#### [Reading passage]
☆ ☆ ☆
In [1]:
import requests
import numpy as np
import tensorflow as tf
from pathlib import Path
import pickle
from collections import Counter

np.random.seed(0)

In [2]:
def download_datasets(url, dataset_name):
    path_to_zip = tf.keras.utils.get_file(
        fname=f"{dataset_name}.tar.gz",
        origin=url,
        extract=True)

    path_to_zip = Path(path_to_zip)
    path = path_to_zip.parent / dataset_name
    return path_to_zip, path

In [3]:
# Copy from https://www.cs.toronto.edu/~kriz/cifar.html
def unpickle(file):
    with open(file, 'rb') as fo:
        dict = pickle.load(fo, encoding='bytes')
    return dict

In [4]:
def extract_batches(path, batchname):
    batch_dic = unpickle(str(path / batchname))
    batch_labels = batch_dic.get(b'labels')
    batch_images = batch_dic.get(b'data')
    batch_filenames = batch_dic.get(b'filenames')

    print(f'{batchname}:')
    print(batch_images.shape) # image as 3072 byte, 1024 each rgb channel

    assert((len(batch_labels) == 10000)), 'labels contains not all 10000 labels'
    assert((len(batch_images) == 10000)), 'images contains not all 10000 images'
    assert((batch_images.shape[1] == 3072)), 'images are not in 3072 bytes'
    assert((len(batch_filenames) == 10000)), 'filenames contains not all 10000 filenames'

    for number, count in Counter(batch_labels).items():
        print(f"Number {number}: {count} occurrences")
    return batch_labels, batch_images, batch_filenames

In [5]:
def get_class_labels_number(class_names, dic):
    labels = dic.get(b'label_names')
    labels = list(map(lambda x: x.decode('utf-8'), labels))
    labels_nr = [index for index, value in enumerate(labels) if value in class_names]
    return labels_nr

In [6]:
def filter_class(classes, labels, images, filenames):
    filtered_labels = [label for label in labels if label in classes]
    filtered_images = [images[labels == cls] for cls in classes]
    filtered_filenames = [filenames[labels == cls] for cls in classes]
    return np.array(filtered_labels), np.array(filtered_images), np.array(filtered_filenames)

In [7]:
def get_data(batchnames, batch_size, path):
    data_labels = []
    data_images = []
    data_filenames = []

    for name in batchnames:
        labels, images, filenames = extract_batches(path, name)
☆ ☆ ☆
#### [Record excerpts]
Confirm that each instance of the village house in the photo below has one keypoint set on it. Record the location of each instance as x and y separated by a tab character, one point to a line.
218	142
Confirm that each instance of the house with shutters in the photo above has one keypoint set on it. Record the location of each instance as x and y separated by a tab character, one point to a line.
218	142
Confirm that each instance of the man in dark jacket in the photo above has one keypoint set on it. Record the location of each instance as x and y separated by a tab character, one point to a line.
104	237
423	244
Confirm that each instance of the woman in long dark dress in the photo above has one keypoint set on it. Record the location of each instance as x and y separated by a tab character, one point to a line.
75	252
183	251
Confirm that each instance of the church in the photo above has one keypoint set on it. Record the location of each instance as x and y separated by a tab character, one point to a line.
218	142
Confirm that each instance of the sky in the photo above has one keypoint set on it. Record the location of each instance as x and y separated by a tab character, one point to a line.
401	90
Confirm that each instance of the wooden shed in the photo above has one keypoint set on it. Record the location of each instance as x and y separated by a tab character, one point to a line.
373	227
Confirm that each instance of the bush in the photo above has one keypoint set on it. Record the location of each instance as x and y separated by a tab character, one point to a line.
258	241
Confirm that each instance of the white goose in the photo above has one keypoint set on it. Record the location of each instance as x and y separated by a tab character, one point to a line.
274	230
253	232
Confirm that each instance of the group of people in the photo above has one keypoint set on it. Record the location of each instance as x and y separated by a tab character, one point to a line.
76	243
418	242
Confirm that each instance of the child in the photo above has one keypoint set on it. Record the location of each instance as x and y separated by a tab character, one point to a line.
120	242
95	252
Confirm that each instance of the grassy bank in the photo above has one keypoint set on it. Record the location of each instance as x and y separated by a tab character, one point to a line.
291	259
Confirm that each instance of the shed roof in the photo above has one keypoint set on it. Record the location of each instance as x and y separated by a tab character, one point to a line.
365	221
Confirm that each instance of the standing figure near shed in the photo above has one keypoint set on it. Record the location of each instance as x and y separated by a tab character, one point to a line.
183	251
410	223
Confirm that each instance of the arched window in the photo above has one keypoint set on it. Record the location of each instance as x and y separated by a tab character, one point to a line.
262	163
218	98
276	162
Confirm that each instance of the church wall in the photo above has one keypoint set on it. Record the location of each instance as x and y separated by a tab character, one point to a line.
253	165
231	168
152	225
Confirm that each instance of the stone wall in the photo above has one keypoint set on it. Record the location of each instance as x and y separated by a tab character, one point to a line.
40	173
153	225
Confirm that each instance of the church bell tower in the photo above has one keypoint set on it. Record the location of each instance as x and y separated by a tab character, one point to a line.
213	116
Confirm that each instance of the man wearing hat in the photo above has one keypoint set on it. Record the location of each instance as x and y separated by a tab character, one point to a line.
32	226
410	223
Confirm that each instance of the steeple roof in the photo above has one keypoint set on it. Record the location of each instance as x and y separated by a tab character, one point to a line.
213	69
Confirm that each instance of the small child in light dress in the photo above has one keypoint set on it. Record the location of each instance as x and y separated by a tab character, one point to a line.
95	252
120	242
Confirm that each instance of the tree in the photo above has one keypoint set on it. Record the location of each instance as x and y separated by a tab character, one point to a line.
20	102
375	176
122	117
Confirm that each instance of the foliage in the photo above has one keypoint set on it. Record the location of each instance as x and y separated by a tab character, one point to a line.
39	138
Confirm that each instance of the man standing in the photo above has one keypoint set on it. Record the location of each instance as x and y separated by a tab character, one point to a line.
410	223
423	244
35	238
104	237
☆ ☆ ☆
#### [What to work on]
1/ Copy a section of the CIFAR loading notebook code word for word. Start at "return dict" and end after "batch_images = batch_dic.get(b'data')".
2/ In the CIFAR loading notebook code, what encoding does the unpickle function pass to pickle.load?
3/ Pick up the CIFAR loading notebook code right after its last line and keep writing it.

#### [Answers to the tasks]
1/
return dict

In [4]:
def extract_batches(path, batchname):
    batch_dic = unpickle(str(path / batchname))
    batch_labels = batch_dic.get(b'labels')
    batch_images = batch_dic.get(b'data')

2/ It passes encoding='bytes'.

3/
        data_labels.extend(labels)
        data_images.extend(images)
        data_filenames.extend(filenames)

    assert((len(data_labels) == batch_size)), f'labels contains not all {batch_size} labels'
    assert((len(data_images) == batch_size)), f'images contains not all {batch_size} images'
    assert((len(data_filenames) == batch_size)), f'filenames contains not all {batch_size} filenames'

    data_labels = np.array(data_labels)
    data_images = np.array(data_images)
    data_filenames = np.array(data_filenames)
    data_labels, data_images, data_filenames = filter_class(selected_cifar10_classes, data_labels, data_images, data_filenames)
    print(set(data_labels))
    print(data_labels.shape)
    print(data_images.shape)
    print(data_filenames.shape)
    return data_labels, data_images, data_filenames

In [8]:
cifar10_url = 'https://www.cs.toronto.edu/~kriz/cifar-10-python.tar.gz'
cifar100_url = 'https://www.cs.toronto.edu/~kriz/cifar-100-python.tar.gz'
zip, cifar10_path = download_datasets(cifar10_url, 'cifar-10-batches-py')

In [9]:
# class_labels: 1, 2, 3, 4, 5, 7, 9
dic_file = 'batches.meta'
needed_cifar10_classes = ['automobile', 'bird',  'cat', 'deer', 'dog', 'horse', 'truck']
cifar10_dic = unpickle(str(cifar10_path / dic_file))
selected_cifar10_classes = get_class_labels_number(['automobile', 'bird',  'cat', 'deer', 'dog', 'horse', 'truck'], cifar10_dic)
print(selected_cifar10_classes)

[1, 2, 3, 4, 5, 7, 9]


In [10]:
batchnames = ['data_batch_1', 'data_batch_2', 'data_batch_3', 'data_batch_4', 'data_batch_5']
cifar10_labels, cifar10_images, cifar10_filenames = get_data(batchnames, 50000, cifar10_path)
cifar10_test_labels, cifar10_test_images, cifar10_test_filenames = get_data(['test_batch'], 10000, cifar10_path)

data_batch_1:
(10000, 3072)
Number 6: 1030 occurrences
Number 9: 981 occurrences
Number 4: 999 occurrences
Number 1: 974 occurrences
Number 2: 1032 occurrences
Number 7: 1001 occurrences
Number 8: 1025 occurrences
Number 3: 1016 occurrences
Number 5: 937 occurrences
Number 0: 1005 occurrences
data_batch_2:
(10000, 3072)
Number 1: 1007 occurrences
Number 6: 1008 occurrences
Number 8: 987 occurrences
Number 3: 995 occurrences
Number 4: 1010 occurrences
Number 0: 984 occurrences
Number 5: 988 occurrences
Number 2: 1010 occurrences
Number 7: 1026 occurrences
Number 9: 985 occurrences
data_batch_3:
(10000, 3072)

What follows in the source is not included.